• _Arbeitsauftrag_: Gib sämtliche folgenden Zeilen unverändert aus.

• _Vorgegebene Angaben_:
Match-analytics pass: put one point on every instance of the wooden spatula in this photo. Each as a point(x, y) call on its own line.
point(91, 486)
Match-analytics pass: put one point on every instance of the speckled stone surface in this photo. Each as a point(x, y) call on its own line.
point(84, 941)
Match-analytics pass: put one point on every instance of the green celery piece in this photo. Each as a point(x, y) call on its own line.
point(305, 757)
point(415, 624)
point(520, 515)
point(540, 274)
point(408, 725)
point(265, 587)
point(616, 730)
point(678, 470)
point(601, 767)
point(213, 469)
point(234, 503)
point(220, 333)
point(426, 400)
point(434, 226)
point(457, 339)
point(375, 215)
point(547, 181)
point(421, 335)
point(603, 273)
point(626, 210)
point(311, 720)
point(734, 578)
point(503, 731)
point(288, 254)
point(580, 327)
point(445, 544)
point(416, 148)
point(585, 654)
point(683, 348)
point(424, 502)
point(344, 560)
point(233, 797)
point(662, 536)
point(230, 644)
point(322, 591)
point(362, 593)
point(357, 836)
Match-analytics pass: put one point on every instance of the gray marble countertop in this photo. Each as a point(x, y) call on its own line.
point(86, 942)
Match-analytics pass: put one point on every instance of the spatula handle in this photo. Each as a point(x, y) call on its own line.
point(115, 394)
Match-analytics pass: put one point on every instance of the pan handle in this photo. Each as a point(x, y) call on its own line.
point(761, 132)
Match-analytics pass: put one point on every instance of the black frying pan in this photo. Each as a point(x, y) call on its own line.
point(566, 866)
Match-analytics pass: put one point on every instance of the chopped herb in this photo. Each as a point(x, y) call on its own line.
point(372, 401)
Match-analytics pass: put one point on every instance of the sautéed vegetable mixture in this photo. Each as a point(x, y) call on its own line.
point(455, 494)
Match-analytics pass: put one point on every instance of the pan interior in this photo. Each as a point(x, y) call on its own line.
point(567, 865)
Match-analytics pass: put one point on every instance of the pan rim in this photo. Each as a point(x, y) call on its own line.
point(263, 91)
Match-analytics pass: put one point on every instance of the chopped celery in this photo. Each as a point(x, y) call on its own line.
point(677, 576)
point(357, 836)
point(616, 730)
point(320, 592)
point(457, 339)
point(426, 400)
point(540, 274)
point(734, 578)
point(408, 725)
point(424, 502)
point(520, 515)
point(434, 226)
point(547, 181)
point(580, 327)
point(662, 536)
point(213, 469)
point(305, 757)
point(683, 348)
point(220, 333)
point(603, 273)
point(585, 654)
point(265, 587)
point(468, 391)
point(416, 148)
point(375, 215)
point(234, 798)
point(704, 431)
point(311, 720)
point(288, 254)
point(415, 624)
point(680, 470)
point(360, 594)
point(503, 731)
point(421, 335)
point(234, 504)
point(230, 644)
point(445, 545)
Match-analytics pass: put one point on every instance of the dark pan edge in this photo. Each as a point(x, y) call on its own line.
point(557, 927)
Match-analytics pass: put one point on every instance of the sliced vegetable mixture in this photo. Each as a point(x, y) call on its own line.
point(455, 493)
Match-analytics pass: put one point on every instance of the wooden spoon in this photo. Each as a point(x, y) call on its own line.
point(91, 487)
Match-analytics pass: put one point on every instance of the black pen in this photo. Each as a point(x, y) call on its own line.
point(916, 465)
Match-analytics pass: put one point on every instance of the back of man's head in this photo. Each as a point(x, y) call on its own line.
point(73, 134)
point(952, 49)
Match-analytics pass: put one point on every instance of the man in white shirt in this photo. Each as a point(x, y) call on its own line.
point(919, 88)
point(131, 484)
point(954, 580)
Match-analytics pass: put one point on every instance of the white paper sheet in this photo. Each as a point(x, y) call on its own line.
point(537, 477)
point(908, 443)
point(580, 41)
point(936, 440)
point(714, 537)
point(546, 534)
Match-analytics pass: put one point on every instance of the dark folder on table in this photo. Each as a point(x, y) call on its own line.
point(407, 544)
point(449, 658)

• _Lösung_:
Match-analytics pass: put one point on every instance of the wooden spatula in this photo. Each as a point(x, y) call on its own line.
point(91, 486)
Match-analytics pass: put one point on every instance of the speckled stone surface in this photo. Each as a point(x, y) call on its own line.
point(84, 941)
Match-analytics pass: put one point on every instance of the green celery piece in this photo. Each as a point(x, y) call on its own line.
point(305, 757)
point(415, 624)
point(520, 515)
point(540, 274)
point(408, 725)
point(265, 587)
point(616, 730)
point(678, 470)
point(601, 767)
point(213, 469)
point(234, 503)
point(220, 333)
point(426, 400)
point(434, 226)
point(457, 339)
point(375, 215)
point(547, 181)
point(421, 335)
point(603, 273)
point(626, 210)
point(311, 720)
point(734, 578)
point(503, 731)
point(288, 254)
point(580, 327)
point(445, 544)
point(416, 148)
point(585, 654)
point(683, 348)
point(424, 502)
point(344, 560)
point(233, 797)
point(662, 536)
point(230, 644)
point(322, 591)
point(362, 593)
point(357, 836)
Match-analytics pass: put one point on every instance of the gray marble countertop in this photo. Each as a point(x, y) call on its own line.
point(86, 942)
Match-analytics pass: put one point on every instance of the spatula handle in this photo. Each as a point(x, y) call on its own line.
point(115, 394)
Match-analytics pass: put one point on every instance of the pan handle in this photo. Each as a point(x, y) call on its own line.
point(761, 132)
Match-analytics pass: put one point on every instance of the black frying pan in this photo. Each as a point(x, y) call on its own line.
point(566, 866)
Match-analytics pass: put one point on every instance of the chopped herb in this photo. Each as a point(x, y) call on its own line.
point(372, 401)
Match-analytics pass: put one point on every instance of the sautéed vegetable mixture in this photo. Each as a point(x, y) call on its own line.
point(455, 494)
Match-analytics pass: put one point on every instance of the pan interior in this photo. Each as a point(x, y) call on its own line.
point(567, 865)
Match-analytics pass: put one point on every instance of the pan rim in this photo. Each as a point(x, y) call on its own line.
point(263, 91)
Match-analytics pass: put one point on every instance of the chopped celery in this photo. Each as a point(x, y) call on its own line.
point(677, 576)
point(357, 836)
point(616, 730)
point(320, 592)
point(457, 339)
point(426, 400)
point(540, 274)
point(734, 578)
point(408, 725)
point(424, 502)
point(520, 515)
point(434, 226)
point(547, 181)
point(580, 327)
point(662, 536)
point(213, 469)
point(305, 757)
point(683, 348)
point(220, 333)
point(603, 273)
point(585, 654)
point(265, 587)
point(468, 391)
point(416, 148)
point(375, 215)
point(234, 798)
point(704, 431)
point(311, 720)
point(288, 254)
point(415, 624)
point(680, 470)
point(360, 594)
point(503, 731)
point(421, 335)
point(234, 504)
point(230, 644)
point(445, 545)
Match-analytics pass: put one point on every instance of the dark pan edge in this photo. Each as a point(x, y) call on its own line.
point(557, 927)
Match-analytics pass: put one point on every instance of the sliced vegetable mixture in this photo. Each as a point(x, y) call on its own line.
point(455, 493)
Match-analytics pass: put one point on every instance of the wooden spoon in this photo. Each as a point(x, y) call on its own line.
point(91, 487)
Match-analytics pass: put one point on every instance of the black pen in this photo. Each as a point(x, y) call on its own line.
point(916, 465)
Match-analytics pass: put one point on every instance of the back of man's head in this photo. Each as a point(x, y) call on its own line.
point(73, 134)
point(952, 49)
Match-analytics pass: put one point on every instance of the man in white shirt in this photo. Each as a point(x, y) call on its own line.
point(919, 88)
point(131, 484)
point(954, 580)
Match-analytics pass: put one point on every instance of the white paper sheet in this photo. Each as a point(x, y) call on its own line.
point(537, 477)
point(908, 443)
point(580, 41)
point(936, 440)
point(714, 537)
point(546, 534)
Match-analytics pass: put one point on every instance of the dark folder on table in this photo. Each as a point(x, y) call on its own line.
point(407, 544)
point(449, 658)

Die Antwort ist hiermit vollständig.